• PROBLEM STATEMENT
Word for word, set down the records and skip each picture.

• INPUT RECORDS

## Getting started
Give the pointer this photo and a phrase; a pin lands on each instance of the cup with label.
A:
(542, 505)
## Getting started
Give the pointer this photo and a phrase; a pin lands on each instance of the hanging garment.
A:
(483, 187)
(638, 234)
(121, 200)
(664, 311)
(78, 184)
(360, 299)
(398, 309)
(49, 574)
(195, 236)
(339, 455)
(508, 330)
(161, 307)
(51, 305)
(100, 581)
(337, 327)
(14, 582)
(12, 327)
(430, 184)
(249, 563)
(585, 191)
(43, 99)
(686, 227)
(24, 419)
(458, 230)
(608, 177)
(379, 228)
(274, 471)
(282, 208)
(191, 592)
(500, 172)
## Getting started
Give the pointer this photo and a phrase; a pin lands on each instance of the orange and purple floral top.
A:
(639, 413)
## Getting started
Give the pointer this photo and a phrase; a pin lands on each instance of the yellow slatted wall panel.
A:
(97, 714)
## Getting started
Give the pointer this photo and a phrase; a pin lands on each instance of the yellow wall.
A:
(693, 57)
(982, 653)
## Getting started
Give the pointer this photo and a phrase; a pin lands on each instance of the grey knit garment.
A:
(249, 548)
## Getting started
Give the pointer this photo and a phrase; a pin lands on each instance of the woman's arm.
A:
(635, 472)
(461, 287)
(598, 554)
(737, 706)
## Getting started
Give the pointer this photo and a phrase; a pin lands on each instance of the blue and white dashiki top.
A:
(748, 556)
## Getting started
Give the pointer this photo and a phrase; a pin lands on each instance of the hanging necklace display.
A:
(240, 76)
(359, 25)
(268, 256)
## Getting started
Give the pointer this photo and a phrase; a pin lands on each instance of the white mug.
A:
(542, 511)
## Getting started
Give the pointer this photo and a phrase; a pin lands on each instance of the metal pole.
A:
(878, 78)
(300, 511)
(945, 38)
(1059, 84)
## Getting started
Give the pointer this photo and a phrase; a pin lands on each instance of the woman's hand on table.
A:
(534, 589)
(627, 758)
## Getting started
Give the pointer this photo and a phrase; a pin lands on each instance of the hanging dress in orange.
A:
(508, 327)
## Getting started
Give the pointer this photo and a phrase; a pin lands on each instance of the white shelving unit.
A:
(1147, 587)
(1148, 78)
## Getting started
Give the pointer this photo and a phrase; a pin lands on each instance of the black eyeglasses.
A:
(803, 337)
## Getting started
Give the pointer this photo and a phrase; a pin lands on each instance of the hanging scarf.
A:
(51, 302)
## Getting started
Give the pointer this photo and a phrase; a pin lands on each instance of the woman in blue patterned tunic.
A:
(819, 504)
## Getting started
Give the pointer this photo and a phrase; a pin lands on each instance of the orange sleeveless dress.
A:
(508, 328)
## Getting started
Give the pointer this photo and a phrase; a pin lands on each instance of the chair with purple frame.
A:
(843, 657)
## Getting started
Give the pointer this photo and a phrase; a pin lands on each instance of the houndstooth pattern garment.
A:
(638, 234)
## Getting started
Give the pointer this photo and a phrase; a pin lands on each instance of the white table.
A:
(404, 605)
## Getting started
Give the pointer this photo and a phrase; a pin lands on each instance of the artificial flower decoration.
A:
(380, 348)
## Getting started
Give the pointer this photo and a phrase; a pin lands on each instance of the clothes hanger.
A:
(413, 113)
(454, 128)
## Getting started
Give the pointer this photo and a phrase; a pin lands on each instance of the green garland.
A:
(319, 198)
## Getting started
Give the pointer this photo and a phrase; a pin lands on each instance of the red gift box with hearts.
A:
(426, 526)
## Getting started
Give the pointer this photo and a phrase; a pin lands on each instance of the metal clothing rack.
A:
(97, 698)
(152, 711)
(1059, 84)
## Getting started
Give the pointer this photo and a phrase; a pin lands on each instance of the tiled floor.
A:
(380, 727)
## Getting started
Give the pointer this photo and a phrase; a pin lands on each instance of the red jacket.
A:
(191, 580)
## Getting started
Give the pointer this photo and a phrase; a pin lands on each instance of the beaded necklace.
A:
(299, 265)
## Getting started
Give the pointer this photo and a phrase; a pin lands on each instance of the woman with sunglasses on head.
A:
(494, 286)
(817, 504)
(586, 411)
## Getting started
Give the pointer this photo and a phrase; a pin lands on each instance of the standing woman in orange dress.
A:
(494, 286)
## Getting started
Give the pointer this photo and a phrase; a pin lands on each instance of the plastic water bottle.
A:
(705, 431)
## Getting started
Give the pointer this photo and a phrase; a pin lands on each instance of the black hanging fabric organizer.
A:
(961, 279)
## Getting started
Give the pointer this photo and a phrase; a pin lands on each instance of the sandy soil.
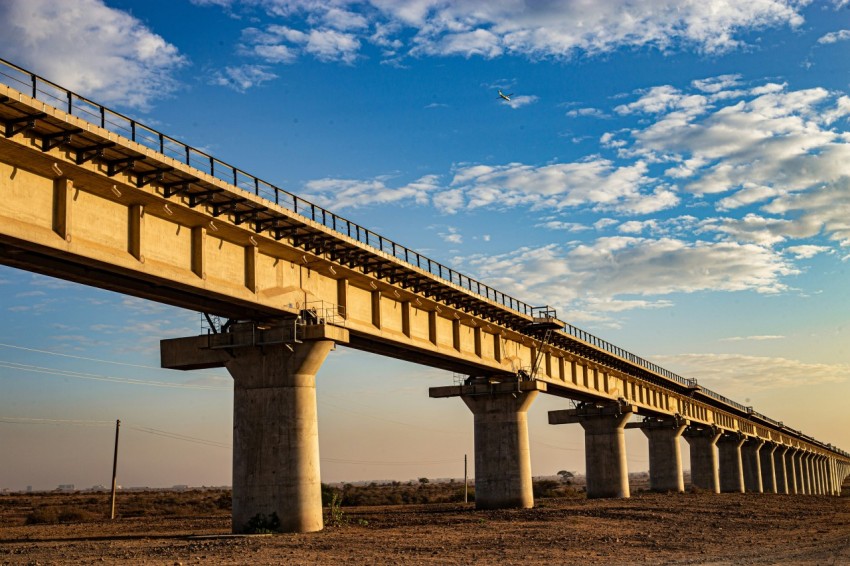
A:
(690, 528)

• SOLUTION
## Getting started
Give the pointer this photo and a phrase; a pin lands on each instance of the cup with label.
A:
(542, 505)
## Getting started
Give the pointer this photo and a phrase; a pin lands on each instance of the hanging garment.
A:
(483, 187)
(638, 234)
(121, 200)
(664, 311)
(78, 184)
(360, 299)
(398, 309)
(49, 574)
(195, 236)
(339, 455)
(508, 330)
(161, 307)
(51, 305)
(100, 581)
(337, 327)
(14, 582)
(12, 327)
(430, 184)
(249, 563)
(585, 191)
(43, 99)
(686, 227)
(24, 419)
(458, 230)
(608, 177)
(379, 228)
(274, 471)
(282, 208)
(191, 592)
(500, 172)
## Getting started
Give the pointer this photo and a phrase; a pin lands on each instance of the orange and purple floral top.
A:
(639, 413)
## Getting started
Give the pointer this photo and a phrase; a pin lands on each instance of the yellow slatted wall panel.
A:
(97, 714)
## Getting started
Give the pointer this photo and a phrase; a pin lands on each instance of the yellow wall.
A:
(693, 57)
(982, 653)
## Getting started
Give the pointer this photo and a phrase; a pin lands on each instance of the grey knit garment.
A:
(249, 548)
## Getting started
Give the pointer this photo and a phrase; a pin lands on each instance of the woman's arm.
A:
(635, 472)
(461, 287)
(598, 554)
(737, 706)
## Getting started
Give the pointer this photo and a phrase; a pin lands on each instance of the blue and white dashiki top.
A:
(748, 556)
## Getting started
Give the pointer this photo and a phrase; a pin lands on each instance of the hanging necklace display.
A:
(240, 76)
(359, 25)
(268, 256)
## Getting started
Give the pointer this photo and a phrase; a pin lands on each instance of the white mug.
A:
(542, 511)
## Getting started
Give the pointer this photo and a phrase; a pin lands on each instance of the metal pole.
A:
(878, 78)
(300, 511)
(945, 38)
(1059, 84)
## Getting started
Give the pointer this photo and a phrase; a pin lands on each instance of the woman's hand on table.
A:
(534, 589)
(627, 758)
## Getting started
Give the pointer this photo and a phrase; a pin lands on each instance of the hanging dress in orange.
A:
(508, 327)
## Getting started
Give the pointer this photo and a phrase; a pin lands on each instance of the white shelving unit.
A:
(1147, 587)
(1148, 78)
## Getting started
Give the pointer this photo and a phrase; a pin lands on each instance of the black eyeglasses.
A:
(803, 337)
## Getting started
Give the pointer this photo and a phrase; a pin lands on each instance of the hanging scarf.
A:
(51, 302)
## Getting started
Give the pointer this photo and a phrase; a pin lands on each instance of the woman in blue patterned tunic.
A:
(819, 504)
## Getting started
Give the pointer this photo and a phrase; a pin lands on each instance of the orange sleeveless dress.
A:
(508, 328)
## Getting started
Give the pointer this photo and a phrase; a pin lands on each instance of the chair with purple frame.
A:
(843, 657)
## Getting started
Give the pointer this photo and a phrase; a pin lands on each instance of the houndstooth pattern garment.
A:
(638, 234)
## Getting started
Give the pointer this photo and a phrase; a pin lands on each instance of the white table.
A:
(404, 605)
## Getting started
Give the pointer this photo and a phrase; a pin lands on each instance of the artificial flower decoration.
A:
(380, 348)
## Getting started
Give the pointer this photo and a phrase; a pin lands on each instance of the clothes hanger.
A:
(413, 113)
(454, 128)
## Getting started
Give the pointer this photo and a phrase; a pin lands on each instance of the green garland.
A:
(319, 198)
## Getting started
Give the pointer this photo and a phrase; a pin lands on each instance of the red gift box with hearts.
A:
(426, 526)
## Getting started
Give the pointer this photo and a phrase; a pin lands on each instance of the metal clothing rack.
A:
(97, 698)
(152, 711)
(1059, 84)
## Getting started
Give the pointer this photo and a phrase; a pin lands on each instance of the tiled floor.
A:
(380, 727)
## Getting started
Give the pointer this photo and a phrase; a pin lands on each instance of the red jacket.
A:
(191, 580)
## Getting started
Give the pointer this photo and a phrase; a pin lands on each instance of the beaded necklace.
A:
(299, 265)
## Getting started
Give the pointer this photo and a phrase; a pin lands on each instance of the woman with sunglasses on head.
A:
(494, 286)
(817, 504)
(586, 411)
## Getting started
Give the pointer this photo and a phrase; a pin lands on each instance of the standing woman in orange dress.
A:
(494, 286)
## Getting started
Give the pointer this photo and a phrase; a pin lands on each instance of the plastic water bottle.
A:
(705, 431)
## Getting started
Give the pointer this photo and a phrase; a pin lands on each instance of the black hanging fabric organizer.
A:
(961, 279)
## Getting started
Give the pointer this photo and a phrase; a pin lands on each instance of the sandy soil.
A:
(690, 528)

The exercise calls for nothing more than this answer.